--- Source extract ---
******************************
We know that the ash concentration of a honey sample should not exceed 0.5 %. From this point, our results show three samples, one unlabeled and two official labeled, expressed results above the reference value. The ashes directly express the amount of minerals present in honey, which can be influenced by factors such as bee, beekeeper management of the hives, climate, soil, and botanical origin [41].
Regarding the moisture analysis of honeys, the significant difference found between the groups can be explained by the poor storage and conditioning conditions of the unlabeled honey, which was in reused bottles (glass bottles of beer, pepper) and some were sealed by corks, which reduces their low level of moisture content in relation to the official labeled samples, since the pores present in the stoppers allow water to pass through them. Two official labeled samples had values above the allowed by the Brazilian legislation, which establishes a maximum limit of 20 % for all types of honey. The moisture content of a honey varies according to the rate of dehydration of nectar during its transformation process, raw material used for its production, climate, and harvest time [42].
However, both groups of honey produced satisfactory effects, indicating that their collection was performed at the correct time, since, when collected early, the moisture content values tend to be above 20 % due to low dehydration during their transformation process [43]. Moreover, this low moisture content value contributes to a reduction in microbiological contamination of the samples [44], which was verified through microbiological tests counting mesophyll bacteria, presence of molds and yeasts, total coliforms of thermolabile and Salmonella spp.
******************************
--- Given data ---
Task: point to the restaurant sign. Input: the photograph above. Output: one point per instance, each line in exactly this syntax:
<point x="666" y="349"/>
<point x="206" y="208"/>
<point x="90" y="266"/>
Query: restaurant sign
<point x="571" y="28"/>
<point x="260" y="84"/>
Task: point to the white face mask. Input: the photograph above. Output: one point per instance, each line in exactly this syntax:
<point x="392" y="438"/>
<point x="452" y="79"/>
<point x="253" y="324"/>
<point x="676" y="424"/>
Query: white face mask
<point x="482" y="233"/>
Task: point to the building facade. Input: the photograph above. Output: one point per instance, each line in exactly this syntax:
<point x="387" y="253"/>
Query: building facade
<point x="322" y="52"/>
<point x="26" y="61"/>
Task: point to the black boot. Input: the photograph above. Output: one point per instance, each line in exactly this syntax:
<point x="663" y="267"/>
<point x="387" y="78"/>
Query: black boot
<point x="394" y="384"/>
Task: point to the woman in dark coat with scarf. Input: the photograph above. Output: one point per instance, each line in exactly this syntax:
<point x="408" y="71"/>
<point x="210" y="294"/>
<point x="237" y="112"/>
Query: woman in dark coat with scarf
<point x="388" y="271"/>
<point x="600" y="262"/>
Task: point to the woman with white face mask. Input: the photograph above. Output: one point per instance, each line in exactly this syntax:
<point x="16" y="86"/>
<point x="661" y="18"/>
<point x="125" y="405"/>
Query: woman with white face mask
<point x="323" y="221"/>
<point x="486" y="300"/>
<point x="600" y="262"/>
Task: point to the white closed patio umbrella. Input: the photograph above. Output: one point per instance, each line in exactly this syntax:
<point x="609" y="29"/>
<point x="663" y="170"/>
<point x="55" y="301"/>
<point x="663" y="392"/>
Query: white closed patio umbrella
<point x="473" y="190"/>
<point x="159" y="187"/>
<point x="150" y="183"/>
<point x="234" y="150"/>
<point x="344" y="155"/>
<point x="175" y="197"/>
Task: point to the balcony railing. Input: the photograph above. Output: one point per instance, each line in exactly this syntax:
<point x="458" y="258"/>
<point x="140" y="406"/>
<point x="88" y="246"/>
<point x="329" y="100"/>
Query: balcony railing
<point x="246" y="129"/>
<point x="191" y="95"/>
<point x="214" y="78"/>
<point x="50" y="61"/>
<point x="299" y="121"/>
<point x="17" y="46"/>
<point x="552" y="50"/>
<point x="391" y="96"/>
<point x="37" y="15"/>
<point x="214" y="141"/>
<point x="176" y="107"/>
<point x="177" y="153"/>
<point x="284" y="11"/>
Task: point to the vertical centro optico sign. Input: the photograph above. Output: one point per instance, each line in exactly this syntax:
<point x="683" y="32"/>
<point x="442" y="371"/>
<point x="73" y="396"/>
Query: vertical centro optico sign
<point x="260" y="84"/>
******************************
--- Problems to solve ---
**1.** From the honey analysis passage, reproduce the text starting at "We know that" and ending at "botanical origin [41].".
**2.** Answer these questions from the honey analysis passage:
(a) What ash concentration should a honey sample not exceed?
(b) What sealed some of the reused bottles holding the unlabeled honey?
(c) What happens to moisture content values when honey is collected early?

--- Answers ---
**1.**
We know that the ash concentration of a honey sample should not exceed 0.5 %. From this point, our results show three samples, one unlabeled and two official labeled, expressed results above the reference value. The ashes directly express the amount of minerals present in honey, which can be influenced by factors such as bee, beekeeper management of the hives, climate, soil, and botanical origin [41].

**2.**
(a) 0.5 %.
(b) Corks.
(c) They tend to be above 20 % because of low dehydration during the transformation process.